Exercise requirements:
Below, find each line holding "marshmallow" and state how many there are, using the number alone.

(Beginning of Given records)

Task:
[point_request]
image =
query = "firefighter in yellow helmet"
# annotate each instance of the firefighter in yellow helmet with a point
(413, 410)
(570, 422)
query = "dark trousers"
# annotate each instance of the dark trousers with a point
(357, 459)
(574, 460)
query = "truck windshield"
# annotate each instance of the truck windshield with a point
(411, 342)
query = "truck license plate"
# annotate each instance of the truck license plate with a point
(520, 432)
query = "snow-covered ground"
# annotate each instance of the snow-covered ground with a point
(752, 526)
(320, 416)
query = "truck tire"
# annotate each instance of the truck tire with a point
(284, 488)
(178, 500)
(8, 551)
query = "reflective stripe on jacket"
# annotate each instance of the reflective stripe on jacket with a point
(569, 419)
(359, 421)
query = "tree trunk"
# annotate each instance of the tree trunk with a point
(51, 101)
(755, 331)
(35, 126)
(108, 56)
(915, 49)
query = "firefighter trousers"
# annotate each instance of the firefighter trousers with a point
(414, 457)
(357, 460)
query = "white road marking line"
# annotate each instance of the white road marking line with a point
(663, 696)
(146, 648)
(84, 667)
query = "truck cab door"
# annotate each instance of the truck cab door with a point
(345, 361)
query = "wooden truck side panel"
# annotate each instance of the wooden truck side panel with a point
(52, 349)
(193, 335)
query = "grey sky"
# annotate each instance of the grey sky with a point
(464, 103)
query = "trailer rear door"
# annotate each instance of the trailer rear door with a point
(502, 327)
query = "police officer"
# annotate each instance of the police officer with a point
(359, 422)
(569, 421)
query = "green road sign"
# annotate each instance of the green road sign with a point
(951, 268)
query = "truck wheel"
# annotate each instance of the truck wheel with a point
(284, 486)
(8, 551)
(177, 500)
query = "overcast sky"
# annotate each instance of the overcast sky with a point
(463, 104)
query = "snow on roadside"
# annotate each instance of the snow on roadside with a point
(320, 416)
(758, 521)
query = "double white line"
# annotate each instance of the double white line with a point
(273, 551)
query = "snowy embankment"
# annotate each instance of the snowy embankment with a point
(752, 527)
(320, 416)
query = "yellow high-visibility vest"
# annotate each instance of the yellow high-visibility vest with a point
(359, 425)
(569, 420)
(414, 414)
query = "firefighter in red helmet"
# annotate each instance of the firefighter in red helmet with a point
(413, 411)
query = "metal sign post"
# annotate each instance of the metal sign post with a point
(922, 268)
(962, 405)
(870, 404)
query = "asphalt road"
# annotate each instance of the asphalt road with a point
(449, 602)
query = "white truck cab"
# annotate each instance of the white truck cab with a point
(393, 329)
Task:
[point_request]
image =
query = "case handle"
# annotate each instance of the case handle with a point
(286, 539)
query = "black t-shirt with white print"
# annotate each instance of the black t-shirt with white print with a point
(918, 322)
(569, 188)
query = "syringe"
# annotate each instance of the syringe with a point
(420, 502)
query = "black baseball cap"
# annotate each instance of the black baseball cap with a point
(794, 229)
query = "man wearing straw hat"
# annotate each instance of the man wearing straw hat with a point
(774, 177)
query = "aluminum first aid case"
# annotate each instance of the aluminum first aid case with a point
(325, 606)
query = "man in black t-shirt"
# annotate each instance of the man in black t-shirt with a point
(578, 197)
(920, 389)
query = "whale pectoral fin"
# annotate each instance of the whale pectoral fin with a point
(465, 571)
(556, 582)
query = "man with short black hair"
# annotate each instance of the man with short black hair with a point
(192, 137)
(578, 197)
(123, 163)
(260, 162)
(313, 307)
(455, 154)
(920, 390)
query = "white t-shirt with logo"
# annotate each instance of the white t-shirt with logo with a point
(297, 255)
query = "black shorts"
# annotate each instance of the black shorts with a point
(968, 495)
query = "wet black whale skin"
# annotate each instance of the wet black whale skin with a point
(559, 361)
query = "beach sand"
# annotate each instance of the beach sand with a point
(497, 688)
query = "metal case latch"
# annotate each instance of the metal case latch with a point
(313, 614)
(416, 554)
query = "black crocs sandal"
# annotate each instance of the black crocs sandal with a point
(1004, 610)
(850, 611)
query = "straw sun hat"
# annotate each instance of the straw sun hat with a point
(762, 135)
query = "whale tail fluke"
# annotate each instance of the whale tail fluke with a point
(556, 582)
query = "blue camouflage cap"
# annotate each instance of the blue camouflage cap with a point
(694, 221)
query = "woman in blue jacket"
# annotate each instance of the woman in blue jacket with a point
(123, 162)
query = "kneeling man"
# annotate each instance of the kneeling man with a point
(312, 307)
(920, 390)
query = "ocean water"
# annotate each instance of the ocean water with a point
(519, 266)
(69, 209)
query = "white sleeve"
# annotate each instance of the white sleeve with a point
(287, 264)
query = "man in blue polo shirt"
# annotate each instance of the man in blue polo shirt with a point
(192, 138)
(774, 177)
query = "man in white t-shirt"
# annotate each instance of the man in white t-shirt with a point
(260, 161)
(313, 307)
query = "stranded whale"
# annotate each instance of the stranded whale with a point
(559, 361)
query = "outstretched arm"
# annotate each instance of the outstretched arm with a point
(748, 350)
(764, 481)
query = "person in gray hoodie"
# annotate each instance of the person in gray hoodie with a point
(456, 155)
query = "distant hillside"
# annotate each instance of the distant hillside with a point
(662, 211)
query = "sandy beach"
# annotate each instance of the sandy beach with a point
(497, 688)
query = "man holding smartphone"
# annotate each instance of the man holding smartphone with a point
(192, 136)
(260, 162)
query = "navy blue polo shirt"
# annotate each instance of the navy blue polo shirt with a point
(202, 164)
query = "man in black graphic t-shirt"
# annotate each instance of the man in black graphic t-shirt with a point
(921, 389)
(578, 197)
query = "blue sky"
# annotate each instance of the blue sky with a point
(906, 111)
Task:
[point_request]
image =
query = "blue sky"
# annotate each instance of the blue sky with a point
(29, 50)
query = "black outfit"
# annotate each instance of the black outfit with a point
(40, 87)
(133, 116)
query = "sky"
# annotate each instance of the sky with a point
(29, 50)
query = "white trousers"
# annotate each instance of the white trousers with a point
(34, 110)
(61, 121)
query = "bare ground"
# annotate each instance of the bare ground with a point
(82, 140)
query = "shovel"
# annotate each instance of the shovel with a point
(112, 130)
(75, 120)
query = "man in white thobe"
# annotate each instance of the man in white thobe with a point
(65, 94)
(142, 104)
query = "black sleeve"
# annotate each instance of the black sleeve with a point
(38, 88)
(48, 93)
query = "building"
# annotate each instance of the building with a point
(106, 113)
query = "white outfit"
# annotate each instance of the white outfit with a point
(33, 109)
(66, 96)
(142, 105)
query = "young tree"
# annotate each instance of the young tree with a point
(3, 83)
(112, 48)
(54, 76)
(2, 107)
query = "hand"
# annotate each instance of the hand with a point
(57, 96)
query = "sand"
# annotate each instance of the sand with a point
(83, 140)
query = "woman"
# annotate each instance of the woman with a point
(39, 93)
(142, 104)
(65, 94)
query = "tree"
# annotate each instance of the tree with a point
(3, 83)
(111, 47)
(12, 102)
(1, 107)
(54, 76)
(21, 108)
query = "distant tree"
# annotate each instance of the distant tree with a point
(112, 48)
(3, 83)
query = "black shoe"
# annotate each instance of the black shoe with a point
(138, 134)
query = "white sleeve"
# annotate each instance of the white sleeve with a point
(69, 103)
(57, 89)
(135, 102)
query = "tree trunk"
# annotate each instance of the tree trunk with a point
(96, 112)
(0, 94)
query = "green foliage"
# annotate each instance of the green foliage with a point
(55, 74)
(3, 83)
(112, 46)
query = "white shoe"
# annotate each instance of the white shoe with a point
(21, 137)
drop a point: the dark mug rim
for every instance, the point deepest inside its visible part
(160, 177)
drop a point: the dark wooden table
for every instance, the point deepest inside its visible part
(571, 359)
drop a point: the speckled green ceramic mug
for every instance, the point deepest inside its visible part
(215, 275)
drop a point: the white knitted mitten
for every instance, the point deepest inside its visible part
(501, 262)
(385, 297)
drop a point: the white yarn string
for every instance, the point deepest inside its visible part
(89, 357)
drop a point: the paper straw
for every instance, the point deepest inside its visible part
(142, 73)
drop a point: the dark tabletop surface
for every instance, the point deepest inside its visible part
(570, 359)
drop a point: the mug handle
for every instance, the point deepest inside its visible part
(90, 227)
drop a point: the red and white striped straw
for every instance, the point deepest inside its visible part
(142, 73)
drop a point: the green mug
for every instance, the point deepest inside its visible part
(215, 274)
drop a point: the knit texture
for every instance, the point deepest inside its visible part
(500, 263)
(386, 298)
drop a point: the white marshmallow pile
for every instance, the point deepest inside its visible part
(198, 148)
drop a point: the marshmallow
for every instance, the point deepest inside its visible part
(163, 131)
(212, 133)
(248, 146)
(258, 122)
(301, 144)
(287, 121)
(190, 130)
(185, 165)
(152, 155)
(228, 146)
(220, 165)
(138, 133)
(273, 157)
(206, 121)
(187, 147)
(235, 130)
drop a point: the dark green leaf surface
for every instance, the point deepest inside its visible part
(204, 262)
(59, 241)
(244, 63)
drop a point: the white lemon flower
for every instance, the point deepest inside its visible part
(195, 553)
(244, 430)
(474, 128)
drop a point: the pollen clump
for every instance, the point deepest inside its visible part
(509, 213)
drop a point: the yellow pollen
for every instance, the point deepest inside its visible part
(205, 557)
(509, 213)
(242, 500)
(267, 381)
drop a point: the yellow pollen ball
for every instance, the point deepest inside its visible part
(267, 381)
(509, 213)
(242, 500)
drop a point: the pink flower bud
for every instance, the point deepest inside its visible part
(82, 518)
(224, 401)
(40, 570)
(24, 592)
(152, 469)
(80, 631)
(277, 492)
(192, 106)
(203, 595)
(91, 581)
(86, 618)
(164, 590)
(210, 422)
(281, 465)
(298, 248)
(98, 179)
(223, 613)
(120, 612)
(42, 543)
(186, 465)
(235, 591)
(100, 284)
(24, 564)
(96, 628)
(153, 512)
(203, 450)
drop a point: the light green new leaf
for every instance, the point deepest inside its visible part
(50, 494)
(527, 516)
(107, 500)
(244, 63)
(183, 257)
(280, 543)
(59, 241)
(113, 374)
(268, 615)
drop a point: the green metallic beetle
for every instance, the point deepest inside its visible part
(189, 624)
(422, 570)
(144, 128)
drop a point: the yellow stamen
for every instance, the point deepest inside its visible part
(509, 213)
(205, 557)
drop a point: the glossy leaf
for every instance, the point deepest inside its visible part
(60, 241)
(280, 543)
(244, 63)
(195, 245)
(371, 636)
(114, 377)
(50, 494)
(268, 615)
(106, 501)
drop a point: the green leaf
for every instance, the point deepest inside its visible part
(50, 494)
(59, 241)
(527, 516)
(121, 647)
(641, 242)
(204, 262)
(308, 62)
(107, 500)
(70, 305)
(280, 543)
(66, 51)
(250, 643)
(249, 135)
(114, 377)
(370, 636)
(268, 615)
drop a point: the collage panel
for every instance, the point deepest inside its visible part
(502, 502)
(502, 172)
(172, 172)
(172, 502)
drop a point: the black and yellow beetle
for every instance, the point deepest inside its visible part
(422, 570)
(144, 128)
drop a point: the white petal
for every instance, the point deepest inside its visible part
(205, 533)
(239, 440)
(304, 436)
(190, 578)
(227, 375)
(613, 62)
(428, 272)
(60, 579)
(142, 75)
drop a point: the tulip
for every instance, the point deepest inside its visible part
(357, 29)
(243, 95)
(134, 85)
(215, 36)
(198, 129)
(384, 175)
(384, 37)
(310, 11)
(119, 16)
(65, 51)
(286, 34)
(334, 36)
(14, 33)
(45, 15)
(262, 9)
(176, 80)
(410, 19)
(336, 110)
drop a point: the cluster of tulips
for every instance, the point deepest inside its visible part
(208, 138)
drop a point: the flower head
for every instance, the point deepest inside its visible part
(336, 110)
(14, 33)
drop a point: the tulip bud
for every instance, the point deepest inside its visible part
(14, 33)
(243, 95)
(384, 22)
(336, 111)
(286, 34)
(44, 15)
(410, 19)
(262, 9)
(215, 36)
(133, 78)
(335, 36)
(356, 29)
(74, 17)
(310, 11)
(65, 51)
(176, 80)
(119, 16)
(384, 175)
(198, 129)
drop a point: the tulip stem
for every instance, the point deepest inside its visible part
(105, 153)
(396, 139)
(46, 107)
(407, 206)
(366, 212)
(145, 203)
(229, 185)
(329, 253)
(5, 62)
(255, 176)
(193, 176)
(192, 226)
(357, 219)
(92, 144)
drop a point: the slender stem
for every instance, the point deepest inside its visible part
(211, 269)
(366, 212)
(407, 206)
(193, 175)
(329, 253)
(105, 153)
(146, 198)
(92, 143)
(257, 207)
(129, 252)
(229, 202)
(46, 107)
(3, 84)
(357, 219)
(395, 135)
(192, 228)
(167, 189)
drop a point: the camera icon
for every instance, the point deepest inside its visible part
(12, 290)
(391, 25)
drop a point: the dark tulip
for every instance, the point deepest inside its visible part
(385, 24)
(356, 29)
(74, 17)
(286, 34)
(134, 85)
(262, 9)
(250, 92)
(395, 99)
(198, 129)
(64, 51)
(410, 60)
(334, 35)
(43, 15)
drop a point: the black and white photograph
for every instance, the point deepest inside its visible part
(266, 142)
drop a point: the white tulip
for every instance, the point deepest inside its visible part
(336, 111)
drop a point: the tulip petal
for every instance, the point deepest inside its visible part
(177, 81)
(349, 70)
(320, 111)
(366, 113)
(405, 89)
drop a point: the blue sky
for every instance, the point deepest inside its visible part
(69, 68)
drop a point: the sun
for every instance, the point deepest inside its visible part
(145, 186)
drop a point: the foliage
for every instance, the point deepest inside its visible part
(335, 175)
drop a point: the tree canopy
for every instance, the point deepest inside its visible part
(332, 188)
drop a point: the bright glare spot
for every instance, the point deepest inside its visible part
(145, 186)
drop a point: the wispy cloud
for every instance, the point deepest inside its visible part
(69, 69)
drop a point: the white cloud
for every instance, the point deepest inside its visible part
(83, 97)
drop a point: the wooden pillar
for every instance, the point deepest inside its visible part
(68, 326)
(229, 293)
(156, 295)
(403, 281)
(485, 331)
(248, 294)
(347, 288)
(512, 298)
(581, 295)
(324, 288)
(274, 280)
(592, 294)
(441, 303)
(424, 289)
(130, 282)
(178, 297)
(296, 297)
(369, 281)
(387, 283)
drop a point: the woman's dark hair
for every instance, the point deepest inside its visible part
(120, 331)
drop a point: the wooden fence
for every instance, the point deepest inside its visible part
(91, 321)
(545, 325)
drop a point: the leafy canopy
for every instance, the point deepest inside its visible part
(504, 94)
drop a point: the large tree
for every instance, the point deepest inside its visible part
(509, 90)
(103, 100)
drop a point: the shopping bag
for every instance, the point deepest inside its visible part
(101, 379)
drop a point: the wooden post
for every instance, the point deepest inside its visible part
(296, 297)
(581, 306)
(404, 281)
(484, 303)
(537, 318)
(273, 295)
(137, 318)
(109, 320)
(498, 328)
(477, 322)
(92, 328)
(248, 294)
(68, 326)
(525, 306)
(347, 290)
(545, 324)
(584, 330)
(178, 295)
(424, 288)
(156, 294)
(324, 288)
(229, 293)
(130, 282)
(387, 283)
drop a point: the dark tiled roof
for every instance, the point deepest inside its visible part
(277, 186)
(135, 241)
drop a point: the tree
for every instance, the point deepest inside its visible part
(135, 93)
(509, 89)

(End of Given records)

Answer space:
2